- [WORK INSTRUCTIONS]
Please format each line of the rows below as a JSON list of strings, one string per line. Skip blank lines and leave the pictures out.

- [DATA EXTRACT]
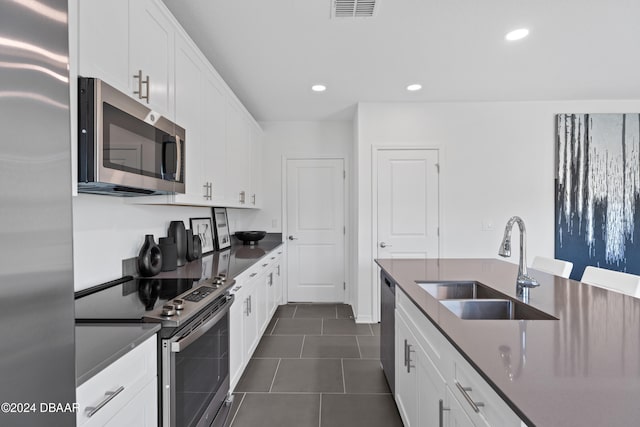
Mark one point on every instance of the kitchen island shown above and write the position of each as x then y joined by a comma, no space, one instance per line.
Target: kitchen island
582,369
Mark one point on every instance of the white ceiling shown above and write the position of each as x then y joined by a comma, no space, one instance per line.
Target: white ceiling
271,51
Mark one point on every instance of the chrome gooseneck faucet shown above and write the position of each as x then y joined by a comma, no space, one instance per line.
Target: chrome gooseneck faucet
524,281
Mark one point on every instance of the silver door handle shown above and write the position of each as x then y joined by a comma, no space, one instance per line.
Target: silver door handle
109,395
441,410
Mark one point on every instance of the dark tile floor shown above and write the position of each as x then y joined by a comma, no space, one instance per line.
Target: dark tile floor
315,367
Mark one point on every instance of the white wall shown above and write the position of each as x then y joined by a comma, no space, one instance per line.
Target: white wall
497,160
283,140
108,229
290,140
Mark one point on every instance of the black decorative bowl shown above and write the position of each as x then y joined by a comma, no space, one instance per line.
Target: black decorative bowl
250,237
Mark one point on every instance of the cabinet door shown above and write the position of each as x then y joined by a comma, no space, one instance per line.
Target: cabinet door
103,47
238,157
262,300
151,47
406,379
250,322
188,100
256,166
214,146
431,388
236,336
141,411
454,415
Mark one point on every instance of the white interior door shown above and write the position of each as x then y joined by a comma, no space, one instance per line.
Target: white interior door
407,203
315,230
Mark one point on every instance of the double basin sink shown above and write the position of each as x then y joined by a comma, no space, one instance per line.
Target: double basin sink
472,300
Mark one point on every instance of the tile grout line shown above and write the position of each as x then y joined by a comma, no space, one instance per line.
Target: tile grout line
302,347
238,409
274,375
344,383
274,326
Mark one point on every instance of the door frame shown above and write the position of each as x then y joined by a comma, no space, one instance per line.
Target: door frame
346,296
375,270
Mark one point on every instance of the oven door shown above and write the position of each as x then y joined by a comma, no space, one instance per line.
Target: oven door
195,369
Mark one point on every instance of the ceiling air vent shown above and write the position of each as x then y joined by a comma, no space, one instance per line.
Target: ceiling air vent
353,8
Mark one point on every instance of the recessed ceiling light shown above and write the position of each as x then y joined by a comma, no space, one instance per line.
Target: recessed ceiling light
518,34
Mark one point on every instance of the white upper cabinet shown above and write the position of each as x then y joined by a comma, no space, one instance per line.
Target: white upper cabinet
188,99
138,47
103,41
255,200
214,152
151,49
238,155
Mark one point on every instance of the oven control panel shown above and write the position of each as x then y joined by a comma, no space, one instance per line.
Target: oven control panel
187,305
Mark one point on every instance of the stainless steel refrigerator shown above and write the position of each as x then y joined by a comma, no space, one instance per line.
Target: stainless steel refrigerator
37,357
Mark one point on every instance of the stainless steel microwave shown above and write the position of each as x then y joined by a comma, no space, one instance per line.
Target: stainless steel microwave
124,148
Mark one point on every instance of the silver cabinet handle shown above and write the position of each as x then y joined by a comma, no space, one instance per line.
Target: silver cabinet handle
405,353
140,83
409,351
441,410
109,395
465,392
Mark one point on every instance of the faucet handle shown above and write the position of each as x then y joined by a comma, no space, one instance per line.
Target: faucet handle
527,281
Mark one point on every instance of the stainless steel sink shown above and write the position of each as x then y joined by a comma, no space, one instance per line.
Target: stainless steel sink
493,309
459,290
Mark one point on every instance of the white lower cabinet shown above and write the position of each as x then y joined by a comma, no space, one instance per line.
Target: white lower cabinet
435,385
124,393
254,305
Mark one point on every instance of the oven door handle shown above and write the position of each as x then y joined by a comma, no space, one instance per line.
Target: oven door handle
178,346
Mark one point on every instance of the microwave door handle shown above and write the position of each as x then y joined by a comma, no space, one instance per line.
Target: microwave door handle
178,346
178,158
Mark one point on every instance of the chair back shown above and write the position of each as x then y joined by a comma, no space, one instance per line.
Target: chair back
553,266
616,281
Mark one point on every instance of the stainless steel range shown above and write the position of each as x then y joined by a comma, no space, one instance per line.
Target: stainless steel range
193,345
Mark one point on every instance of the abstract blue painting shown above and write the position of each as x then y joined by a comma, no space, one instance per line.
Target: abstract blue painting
597,209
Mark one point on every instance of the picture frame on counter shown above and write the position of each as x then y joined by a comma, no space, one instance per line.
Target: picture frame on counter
204,229
221,221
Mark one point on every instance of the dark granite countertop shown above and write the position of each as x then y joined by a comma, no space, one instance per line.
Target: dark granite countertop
98,346
580,370
232,261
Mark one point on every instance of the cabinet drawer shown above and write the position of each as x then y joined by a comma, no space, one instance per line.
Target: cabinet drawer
468,386
111,389
433,342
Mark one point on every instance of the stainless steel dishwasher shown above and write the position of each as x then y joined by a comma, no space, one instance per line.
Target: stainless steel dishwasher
387,328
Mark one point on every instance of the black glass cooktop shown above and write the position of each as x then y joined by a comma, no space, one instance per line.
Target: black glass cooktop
128,299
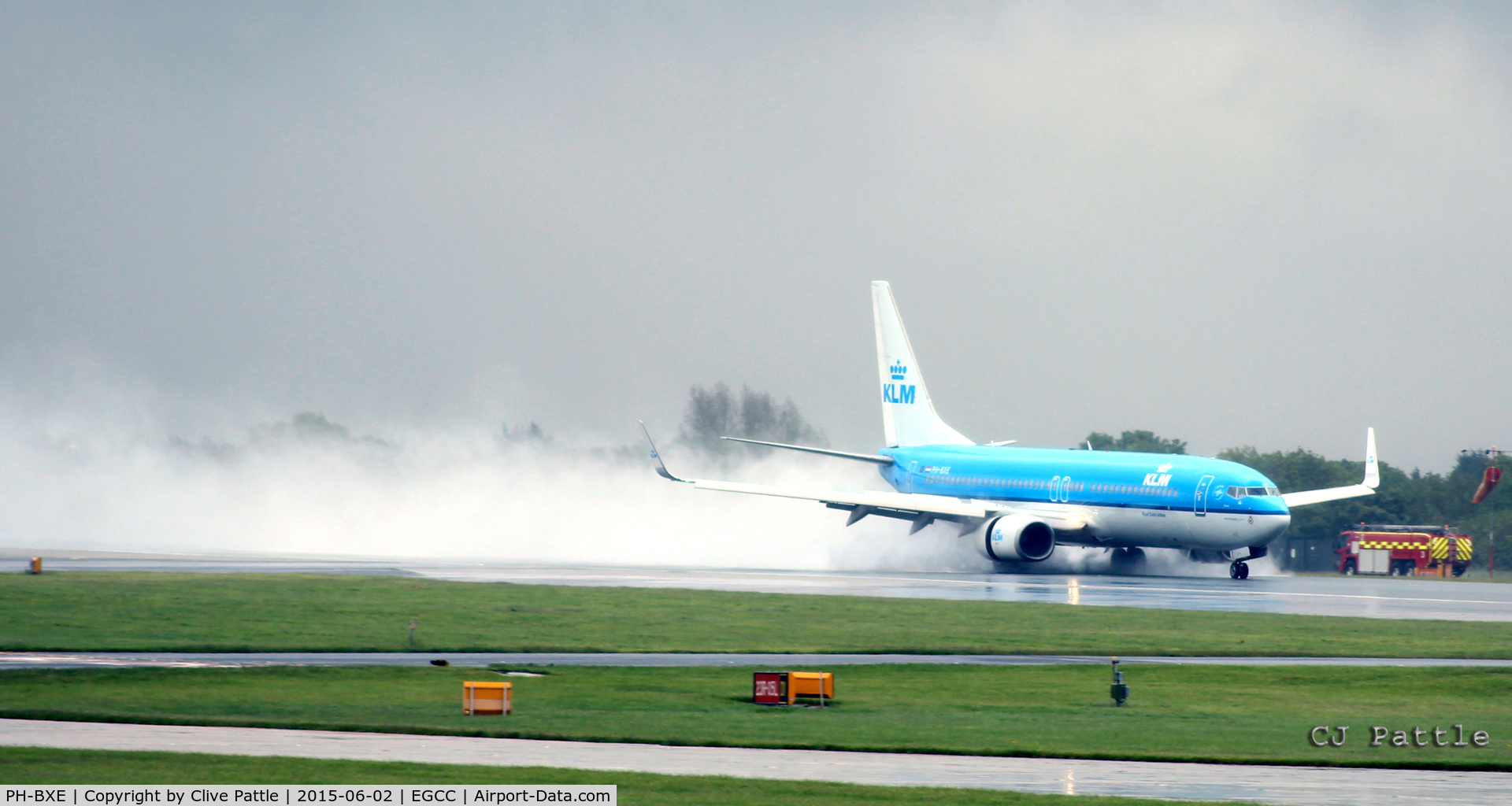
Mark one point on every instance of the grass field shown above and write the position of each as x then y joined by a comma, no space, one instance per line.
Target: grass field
1228,714
244,613
47,766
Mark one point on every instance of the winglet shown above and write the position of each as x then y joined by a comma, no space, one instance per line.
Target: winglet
662,468
1372,471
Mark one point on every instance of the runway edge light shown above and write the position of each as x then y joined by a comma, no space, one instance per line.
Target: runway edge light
1117,690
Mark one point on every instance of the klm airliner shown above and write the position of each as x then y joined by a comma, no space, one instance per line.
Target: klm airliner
1017,504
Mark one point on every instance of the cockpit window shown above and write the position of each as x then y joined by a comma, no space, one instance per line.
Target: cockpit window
1243,492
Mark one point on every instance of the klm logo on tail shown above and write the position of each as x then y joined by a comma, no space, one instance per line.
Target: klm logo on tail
897,392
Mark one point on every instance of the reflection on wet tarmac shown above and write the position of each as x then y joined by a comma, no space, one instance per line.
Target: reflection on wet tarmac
1375,597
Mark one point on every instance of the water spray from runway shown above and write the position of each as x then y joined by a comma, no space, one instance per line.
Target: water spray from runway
103,472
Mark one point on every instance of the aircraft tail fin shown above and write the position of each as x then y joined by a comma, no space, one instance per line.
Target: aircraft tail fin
907,415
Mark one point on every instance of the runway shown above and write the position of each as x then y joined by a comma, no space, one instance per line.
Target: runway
235,660
1277,786
1364,596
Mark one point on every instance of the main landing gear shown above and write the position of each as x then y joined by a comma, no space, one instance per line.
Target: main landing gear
1239,569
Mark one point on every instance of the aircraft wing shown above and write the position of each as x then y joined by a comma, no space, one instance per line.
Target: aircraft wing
909,502
1332,494
918,507
1367,487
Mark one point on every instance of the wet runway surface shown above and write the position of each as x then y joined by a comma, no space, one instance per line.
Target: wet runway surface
1280,786
1372,597
223,660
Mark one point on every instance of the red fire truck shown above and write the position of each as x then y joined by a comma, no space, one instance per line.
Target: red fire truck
1403,551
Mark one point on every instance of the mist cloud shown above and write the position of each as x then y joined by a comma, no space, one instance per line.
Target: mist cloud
1265,224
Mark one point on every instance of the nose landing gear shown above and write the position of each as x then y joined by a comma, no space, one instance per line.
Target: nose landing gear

- [FINAL RESULT]
[
  "Mark one point on every instance of the kitchen island shown above and write the position of each as x then y joined by a comma, no space, one instance per line.",
  "Target: kitchen island",
  "582,369",
  "Mark one point on every instance of the white ceiling shown above and write the position of each as x then y joined by a comma, no space, one instance per line.",
  "Target: white ceiling",
  "271,51",
  "Mark one point on every instance of the chrome gooseneck faucet shown above and write the position of each as x then y joined by a comma, no space, one instance per line.",
  "Target: chrome gooseneck faucet",
  "524,281",
  "Mark one point on every instance of the silver door handle shown above and write the position of each as x then y joined by a comma, no space, one instance per line.",
  "Target: silver door handle",
  "109,395",
  "441,410",
  "Mark one point on every instance of the dark tile floor shown above and write the position of each as x then y joined by a comma, no space, one instance per line.",
  "Target: dark tile floor",
  "315,367",
  "Mark one point on every instance of the white wall shown above and write the position of each as x then y joined by a comma, no space, one instance per line.",
  "Target: white wall",
  "497,160",
  "283,140",
  "108,229",
  "290,140",
  "Mark one point on every instance of the black decorative bowl shown above and write the position of each as x then y joined by a comma, no space, one instance per line.",
  "Target: black decorative bowl",
  "250,237",
  "Mark one point on every instance of the cabinet door shown above and write the position of each as x then y joined by a comma, no space, one instance per line.",
  "Target: cabinet door",
  "103,47",
  "238,157",
  "262,300",
  "151,47",
  "406,379",
  "250,322",
  "188,100",
  "256,166",
  "214,146",
  "431,388",
  "236,336",
  "141,411",
  "454,415",
  "Mark one point on every instance of the white interior door shown above and write the position of each as x then y joined by a comma, no space, one instance per line.",
  "Target: white interior door",
  "407,203",
  "315,230",
  "Mark one point on every instance of the double basin sink shown above and write the position of each as x then y joined by a comma, no space, one instance per line.",
  "Target: double basin sink",
  "472,300",
  "Mark one point on every instance of the tile grout line shown above and write the position of each as x then y joined by a comma, no space, one instance per line.",
  "Target: tile grout line",
  "302,347",
  "238,409",
  "274,375",
  "344,383",
  "274,326",
  "Mark one point on every instance of the door frame shown above and write the position of each as x then y joined by a comma, no space, one instance per line.",
  "Target: door frame",
  "346,296",
  "375,270",
  "Mark one point on every instance of the oven door shown above and write the position of each as x then y joined by a comma, no space, one instance per line.",
  "Target: oven door",
  "195,369",
  "Mark one point on every instance of the ceiling air vent shown above and write the position of each as x then y joined by a comma, no space, one instance per line.",
  "Target: ceiling air vent",
  "353,8",
  "Mark one point on every instance of the recessed ceiling light shown above and write the position of each as x then y joined by a comma, no space, one instance per line.",
  "Target: recessed ceiling light",
  "518,34",
  "Mark one point on every instance of the white upper cabinet shown above and write the position of each as x then y joined by a comma, no space, one instance per line.",
  "Target: white upper cabinet",
  "188,99",
  "138,47",
  "103,41",
  "255,200",
  "214,152",
  "151,49",
  "238,155",
  "Mark one point on every instance of the oven control panel shown above and write the position of each as x then y joined by a comma, no space, one instance per line.",
  "Target: oven control panel",
  "187,305",
  "Mark one point on every instance of the stainless steel refrigerator shown above and write the position of each as x then y joined by a comma, no space, one instance per line.",
  "Target: stainless steel refrigerator",
  "37,357",
  "Mark one point on every instance of the stainless steel microwave shown above and write the position of each as x then y joined by a comma, no space, one instance per line.",
  "Target: stainless steel microwave",
  "124,148",
  "Mark one point on every instance of the silver cabinet handle shown above and write the position of each as x then y joined by a comma, no space, one instance per line.",
  "Target: silver cabinet handle",
  "405,353",
  "140,83",
  "409,351",
  "441,410",
  "109,395",
  "465,392",
  "Mark one point on every instance of the faucet handle shown above and write the position of each as x then y joined by a comma, no space, one instance per line.",
  "Target: faucet handle",
  "527,281",
  "Mark one point on every instance of the stainless steel sink shown above and write the position of each as x then y joined by a comma, no space, one instance per line.",
  "Target: stainless steel sink",
  "493,309",
  "459,290",
  "Mark one point on every instance of the white lower cabinet shown above and write the position of each as x then y joined by a comma, no space, one instance per line.",
  "Target: white lower cabinet",
  "435,385",
  "124,393",
  "254,305",
  "Mark one point on every instance of the oven door handle shown above and write the position of each as x then y joined by a comma, no space, one instance per line.",
  "Target: oven door handle",
  "178,346",
  "Mark one point on every instance of the microwave door handle shown above and write the position of each as x then y joined by a comma, no space, one instance per line.",
  "Target: microwave door handle",
  "178,346",
  "178,158",
  "Mark one point on every instance of the chair back shown above and write the position of each as x then y joined by a comma, no space, one instance per line.",
  "Target: chair back",
  "553,266",
  "616,281",
  "Mark one point on every instance of the stainless steel range shown above and write the position of each as x then y joined by a comma, no space, one instance per line.",
  "Target: stainless steel range",
  "193,345",
  "Mark one point on every instance of the abstract blue painting shown above and write the position of each as x then y joined by a comma, no space, one instance per line.",
  "Target: abstract blue painting",
  "597,209",
  "Mark one point on every instance of the picture frame on counter shown above and write the position of each as x then y joined by a comma, no space, one instance per line.",
  "Target: picture frame on counter",
  "204,229",
  "221,221",
  "Mark one point on every instance of the dark granite countertop shown above and write the position of each as x then y joined by a comma, no space, one instance per line.",
  "Target: dark granite countertop",
  "98,346",
  "580,370",
  "232,261",
  "Mark one point on every instance of the cabinet drawer shown above and write the position of each as x then y joined by a comma, no space, one instance per line.",
  "Target: cabinet drawer",
  "468,386",
  "111,389",
  "433,342",
  "Mark one point on every instance of the stainless steel dishwasher shown above and write the position of each as x then y joined by a comma, no space, one instance per line.",
  "Target: stainless steel dishwasher",
  "387,328",
  "Mark one point on every instance of the black glass cooktop shown above and write the position of each as x then y joined by a comma, no space, one instance per line.",
  "Target: black glass cooktop",
  "128,299",
  "Mark one point on every instance of the grass field shown above and write the position of each as x then y joined by a comma, no space, one instance per line.",
  "Target: grass field",
  "1228,714",
  "244,613",
  "47,766",
  "Mark one point on every instance of the winglet shown above and write the position of each as x then y joined by a comma, no space, one instance per line.",
  "Target: winglet",
  "662,468",
  "1372,471",
  "Mark one point on every instance of the runway edge light shown above and write the position of each as x then y joined by a comma, no space, one instance per line.",
  "Target: runway edge light",
  "1117,690",
  "Mark one point on every instance of the klm airliner shown above and write the position of each as x then y joined by a comma, no space, one instance per line.",
  "Target: klm airliner",
  "1017,504",
  "Mark one point on every instance of the cockpit window shown above and write the position of each as x then y joined by a comma, no space, one instance per line.",
  "Target: cockpit window",
  "1243,492",
  "Mark one point on every instance of the klm logo on tail shown above and write the position of each as x then y joined by a comma, no space, one instance per line.",
  "Target: klm logo on tail",
  "897,392",
  "Mark one point on every instance of the reflection on wet tarmac shown above and write the position of each as x then y joined by a comma, no space, one instance per line.",
  "Target: reflection on wet tarmac",
  "1375,597",
  "Mark one point on every instance of the water spray from runway shown above and write the position of each as x then y joined by a comma, no space, one instance per line.",
  "Target: water spray from runway",
  "103,472",
  "Mark one point on every instance of the aircraft tail fin shown above and write the position of each as x then y joined by a comma, no space, one instance per line.",
  "Target: aircraft tail fin",
  "907,415",
  "Mark one point on every instance of the runway shown above and write the position of each as x then y joined by a comma, no space, one instance per line.",
  "Target: runway",
  "235,660",
  "1277,786",
  "1364,596",
  "Mark one point on every instance of the main landing gear shown above and write the position of each as x then y joined by a comma, no space, one instance per line.",
  "Target: main landing gear",
  "1239,569",
  "Mark one point on every instance of the aircraft wing shown above and write the position of each as x then y joined by a comma, no space, one instance per line.",
  "Target: aircraft wing",
  "909,502",
  "1332,494",
  "918,507",
  "1367,487",
  "Mark one point on every instance of the wet runway surface shown above and write the position of each as x then y joined by a comma, no space, one instance per line.",
  "Target: wet runway surface",
  "1280,786",
  "1372,597",
  "223,660",
  "Mark one point on every instance of the red fire truck shown above and write the position of each as x then y joined by a comma, no space, one instance per line.",
  "Target: red fire truck",
  "1403,551",
  "Mark one point on every instance of the mist cloud shown above and write the position of each as x then y joined by a comma, no space, one instance per line.",
  "Target: mist cloud",
  "1265,224",
  "Mark one point on every instance of the nose landing gear shown above and write the position of each as x then y joined by a comma, no space, one instance per line.",
  "Target: nose landing gear"
]